-- START Data for processing --
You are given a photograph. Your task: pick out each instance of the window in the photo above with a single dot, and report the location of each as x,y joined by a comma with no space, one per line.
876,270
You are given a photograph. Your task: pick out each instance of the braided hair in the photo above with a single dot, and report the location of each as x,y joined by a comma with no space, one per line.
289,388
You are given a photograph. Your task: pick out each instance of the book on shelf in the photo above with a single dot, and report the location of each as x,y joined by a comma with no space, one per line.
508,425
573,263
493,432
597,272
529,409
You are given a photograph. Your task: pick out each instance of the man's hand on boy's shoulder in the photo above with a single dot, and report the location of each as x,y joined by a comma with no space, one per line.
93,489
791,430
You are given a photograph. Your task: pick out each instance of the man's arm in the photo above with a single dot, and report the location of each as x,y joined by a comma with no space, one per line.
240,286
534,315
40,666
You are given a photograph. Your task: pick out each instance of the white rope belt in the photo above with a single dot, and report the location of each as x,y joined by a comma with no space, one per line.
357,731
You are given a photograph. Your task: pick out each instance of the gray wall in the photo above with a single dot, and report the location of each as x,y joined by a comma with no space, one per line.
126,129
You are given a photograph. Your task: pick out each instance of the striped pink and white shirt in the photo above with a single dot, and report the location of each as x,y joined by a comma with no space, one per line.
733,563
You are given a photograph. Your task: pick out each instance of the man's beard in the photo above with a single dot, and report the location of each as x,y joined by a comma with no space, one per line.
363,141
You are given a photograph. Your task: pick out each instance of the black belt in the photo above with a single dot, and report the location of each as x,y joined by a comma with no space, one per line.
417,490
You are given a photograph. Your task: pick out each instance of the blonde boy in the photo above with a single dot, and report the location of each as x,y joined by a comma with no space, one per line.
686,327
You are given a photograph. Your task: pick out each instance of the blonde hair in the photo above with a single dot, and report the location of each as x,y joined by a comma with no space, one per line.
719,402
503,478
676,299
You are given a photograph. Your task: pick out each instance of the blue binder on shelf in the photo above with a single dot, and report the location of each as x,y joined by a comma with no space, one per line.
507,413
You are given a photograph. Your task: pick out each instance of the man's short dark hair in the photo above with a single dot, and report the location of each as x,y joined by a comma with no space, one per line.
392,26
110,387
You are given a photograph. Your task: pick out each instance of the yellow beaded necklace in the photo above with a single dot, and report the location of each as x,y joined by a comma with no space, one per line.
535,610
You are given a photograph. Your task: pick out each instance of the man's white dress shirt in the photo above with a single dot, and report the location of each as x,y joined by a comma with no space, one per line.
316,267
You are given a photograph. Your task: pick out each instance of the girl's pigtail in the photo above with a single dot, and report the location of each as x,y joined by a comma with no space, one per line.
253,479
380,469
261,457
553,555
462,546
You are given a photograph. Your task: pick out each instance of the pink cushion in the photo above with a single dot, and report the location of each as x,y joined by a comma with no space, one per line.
-- END Data for processing --
Reproduce each record shown above without altering a single word.

You are given a photograph. Your task: pick out each instance of the window in the photo above with a single dot, and report the location of each as x,y joined by a comma with no space, one per line.
876,270
You are given a photograph. Your task: pick out each instance of the braided hair in the photo above with a single dot, and report the location of each as x,y joined by a comma with no space, one per line.
289,388
You are given a photograph. Your task: pick out each instance of the book on shelf in the photo above with a single dot, and report the location of each as x,y joined by a comma with no space, one per line.
508,425
573,263
493,432
597,272
529,409
You are given a photograph. Your task: pick out each instance of the man's hand on boy's shoulder in the photo above with a single dot, and report the location of each as x,y joined by a comma with no space, one per line.
93,489
791,430
You are given a photograph. Your task: pick out each instance of the man's arm in the photo above with a single dot, and report the location of each as x,y joined by a comma with no space, one per line.
240,286
534,315
40,666
You are given a photograph. Your task: pick out each instance of the white rope belt in the photo above with a single dot, and report the location of each as x,y joined by a comma with no space, one per line.
357,731
You are given a photograph. Your task: pick out each instance of the gray wall in the photo above with a single dot, and report the location of each as x,y joined by a comma with no space, one per line.
126,129
You are given a photograph. Your task: pick out each instance of the striped pink and white shirt in the photo above with a single dot, and report the location of each as x,y joined by a comma with no space, one per line.
733,563
You are given a photograph. Your task: pick out each instance of the man's beard in the photo above with a single dot, and report the location of each as x,y joined by a comma with no space, one per line.
363,141
You are given a photograph. Your task: pick out each instance of the black belt in the photo above with a single dot, and report the location of each as x,y joined by a comma with no space, one per line.
417,490
You are given a photograph. Your task: pick out each instance of the blonde boy in the photo above with a single dot, and report the location of each as x,y joined by a comma with no space, one per line.
686,327
You are given a photograph. Your task: pick out each instance of the blonde hair in the photo above with a single dot, and report the location of each as x,y joined by a comma with no space, one per line.
719,402
503,478
676,299
You are given a photograph. Your task: pick out each instance of the blue binder on shelf in the photo above with a single dot, and report the location of each as x,y joined by a comma with no space, one per line.
507,413
You are given a photograph. Your task: pick out each instance of the man's short dark hair in the photo above with a single dot, and report the location of each as x,y joined by a comma with no space, one per line.
392,26
110,387
You are given a photograph. Your task: pick out each instance of the yellow beaded necklace in the photo above with a single dot, and report the location of each as x,y joined by a comma with no space, one per line.
535,610
You are given a photograph. Your task: pick out each instance of the man's white dress shirt in the photo above with a single dot, and report the location of each as x,y joined by a comma with no space, one per line.
316,267
You are given a photograph. Your task: pick out each instance of the girl's pigtail in the photo above with a single dot, and report the location of each as x,y joined by a comma with no space, one per line.
253,479
380,469
261,457
553,555
462,546
You are given a photograph. Your task: pick out each instance of the pink cushion in the photo above with a single dot, and report the location of each as x,y joined by a comma with no space, one per line.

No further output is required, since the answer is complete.